* Pointing entries for labeled objects
----------

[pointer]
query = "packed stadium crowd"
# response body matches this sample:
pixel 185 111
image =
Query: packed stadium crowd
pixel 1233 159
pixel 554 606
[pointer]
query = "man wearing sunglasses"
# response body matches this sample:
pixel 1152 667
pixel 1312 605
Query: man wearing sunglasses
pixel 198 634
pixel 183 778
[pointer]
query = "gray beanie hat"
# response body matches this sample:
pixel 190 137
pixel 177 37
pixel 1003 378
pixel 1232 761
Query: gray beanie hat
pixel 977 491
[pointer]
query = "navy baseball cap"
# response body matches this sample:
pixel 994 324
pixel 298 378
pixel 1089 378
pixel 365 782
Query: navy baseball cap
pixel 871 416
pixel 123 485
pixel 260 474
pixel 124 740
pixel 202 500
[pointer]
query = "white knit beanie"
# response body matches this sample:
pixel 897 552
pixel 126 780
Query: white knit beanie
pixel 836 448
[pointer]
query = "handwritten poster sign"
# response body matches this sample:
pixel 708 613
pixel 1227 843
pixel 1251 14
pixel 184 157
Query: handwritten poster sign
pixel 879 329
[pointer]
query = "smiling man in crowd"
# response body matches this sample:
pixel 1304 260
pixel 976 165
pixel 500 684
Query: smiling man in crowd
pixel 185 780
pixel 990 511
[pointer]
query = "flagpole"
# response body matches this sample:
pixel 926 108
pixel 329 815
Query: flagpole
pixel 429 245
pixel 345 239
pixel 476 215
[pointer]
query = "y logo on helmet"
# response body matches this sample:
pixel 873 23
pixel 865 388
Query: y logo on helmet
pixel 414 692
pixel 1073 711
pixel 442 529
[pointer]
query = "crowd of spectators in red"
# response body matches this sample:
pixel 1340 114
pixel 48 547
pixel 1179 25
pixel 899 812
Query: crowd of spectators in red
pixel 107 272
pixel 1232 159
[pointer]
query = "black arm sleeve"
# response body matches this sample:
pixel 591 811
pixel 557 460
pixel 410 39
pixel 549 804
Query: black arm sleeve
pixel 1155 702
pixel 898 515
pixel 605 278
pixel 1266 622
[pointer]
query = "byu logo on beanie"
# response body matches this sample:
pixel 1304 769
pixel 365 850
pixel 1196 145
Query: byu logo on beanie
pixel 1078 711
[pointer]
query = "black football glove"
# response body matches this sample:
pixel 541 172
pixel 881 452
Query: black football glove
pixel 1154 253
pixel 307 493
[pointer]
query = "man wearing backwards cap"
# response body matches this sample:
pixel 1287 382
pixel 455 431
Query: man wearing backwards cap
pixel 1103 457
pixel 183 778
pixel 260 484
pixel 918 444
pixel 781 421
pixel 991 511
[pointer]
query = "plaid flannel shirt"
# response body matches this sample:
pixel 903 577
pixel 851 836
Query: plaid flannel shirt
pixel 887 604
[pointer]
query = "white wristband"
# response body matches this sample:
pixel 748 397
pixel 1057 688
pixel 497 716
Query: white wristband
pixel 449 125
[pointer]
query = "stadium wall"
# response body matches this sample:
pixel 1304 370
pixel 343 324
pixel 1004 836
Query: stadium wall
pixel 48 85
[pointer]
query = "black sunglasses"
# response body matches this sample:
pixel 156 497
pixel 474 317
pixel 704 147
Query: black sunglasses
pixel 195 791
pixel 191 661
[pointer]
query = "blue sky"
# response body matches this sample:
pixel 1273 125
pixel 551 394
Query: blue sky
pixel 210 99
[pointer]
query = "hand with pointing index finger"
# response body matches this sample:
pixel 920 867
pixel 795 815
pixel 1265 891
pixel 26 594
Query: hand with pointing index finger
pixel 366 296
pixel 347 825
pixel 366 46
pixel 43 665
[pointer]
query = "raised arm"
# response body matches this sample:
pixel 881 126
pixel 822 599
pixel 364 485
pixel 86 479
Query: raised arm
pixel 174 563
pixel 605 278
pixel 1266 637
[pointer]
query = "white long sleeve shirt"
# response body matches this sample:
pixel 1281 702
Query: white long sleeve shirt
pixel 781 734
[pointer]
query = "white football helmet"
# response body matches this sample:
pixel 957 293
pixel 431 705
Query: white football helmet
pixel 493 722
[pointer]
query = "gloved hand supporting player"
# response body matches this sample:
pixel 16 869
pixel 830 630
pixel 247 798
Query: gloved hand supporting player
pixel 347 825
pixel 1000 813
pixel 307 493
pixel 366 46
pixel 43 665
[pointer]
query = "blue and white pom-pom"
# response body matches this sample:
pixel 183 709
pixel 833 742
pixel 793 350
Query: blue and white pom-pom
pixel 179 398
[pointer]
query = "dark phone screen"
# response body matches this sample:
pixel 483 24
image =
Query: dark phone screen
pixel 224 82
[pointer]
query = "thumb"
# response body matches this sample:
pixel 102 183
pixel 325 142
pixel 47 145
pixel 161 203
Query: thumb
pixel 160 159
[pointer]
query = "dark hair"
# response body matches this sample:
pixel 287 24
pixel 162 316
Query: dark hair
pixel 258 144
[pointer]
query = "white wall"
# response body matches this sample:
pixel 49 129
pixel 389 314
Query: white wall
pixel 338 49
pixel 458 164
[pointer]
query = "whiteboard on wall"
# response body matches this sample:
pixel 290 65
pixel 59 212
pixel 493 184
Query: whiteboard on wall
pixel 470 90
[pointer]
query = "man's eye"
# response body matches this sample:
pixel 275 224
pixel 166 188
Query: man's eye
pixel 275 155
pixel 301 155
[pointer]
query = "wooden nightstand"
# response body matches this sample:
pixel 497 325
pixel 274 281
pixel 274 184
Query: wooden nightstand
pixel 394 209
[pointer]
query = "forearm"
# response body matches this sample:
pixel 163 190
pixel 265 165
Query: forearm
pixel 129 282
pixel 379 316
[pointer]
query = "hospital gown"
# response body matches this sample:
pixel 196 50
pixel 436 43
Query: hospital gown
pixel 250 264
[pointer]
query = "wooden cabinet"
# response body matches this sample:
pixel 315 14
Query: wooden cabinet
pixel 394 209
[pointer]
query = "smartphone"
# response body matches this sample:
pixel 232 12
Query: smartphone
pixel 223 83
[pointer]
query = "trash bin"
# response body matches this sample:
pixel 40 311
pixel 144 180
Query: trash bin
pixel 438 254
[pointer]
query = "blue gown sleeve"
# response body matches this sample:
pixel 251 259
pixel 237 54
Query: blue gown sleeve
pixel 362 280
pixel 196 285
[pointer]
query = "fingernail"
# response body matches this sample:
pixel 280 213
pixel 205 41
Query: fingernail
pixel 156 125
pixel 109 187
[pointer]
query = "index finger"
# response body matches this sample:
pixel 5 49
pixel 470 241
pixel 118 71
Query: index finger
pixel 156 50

----------

* Given task
Write out every line from the very first one above down to the line containing "pixel 476 215", including both of those lines.

* Task response
[pointer]
query = "packed stadium crowd"
# response body matches this sample:
pixel 185 111
image =
Query: packed stadium crowd
pixel 1233 159
pixel 554 606
[pointer]
query = "man wearing sunglasses"
# response body matches this sample:
pixel 1152 667
pixel 1312 605
Query: man wearing sunglasses
pixel 198 634
pixel 183 778
[pointer]
query = "gray beanie hat"
# response body matches this sample:
pixel 190 137
pixel 177 37
pixel 1003 378
pixel 1232 761
Query: gray beanie hat
pixel 977 491
[pointer]
query = "navy baseball cap"
# response body matches this sample:
pixel 994 324
pixel 298 378
pixel 1089 378
pixel 365 782
Query: navy baseball cap
pixel 871 416
pixel 123 485
pixel 260 474
pixel 124 740
pixel 202 500
[pointer]
query = "white knit beanie"
# response body matches this sample:
pixel 897 552
pixel 126 780
Query: white knit beanie
pixel 836 448
[pointer]
query = "handwritten poster sign"
# response body matches this sample:
pixel 708 613
pixel 1227 843
pixel 1251 14
pixel 184 157
Query: handwritten poster sign
pixel 879 329
[pointer]
query = "smiling man in crowd"
# response body matches this sample:
pixel 1304 260
pixel 976 165
pixel 500 684
Query: smiling man in crowd
pixel 185 780
pixel 990 511
[pointer]
query = "flagpole"
# response body matches this sample:
pixel 926 108
pixel 329 815
Query: flagpole
pixel 429 245
pixel 345 239
pixel 476 215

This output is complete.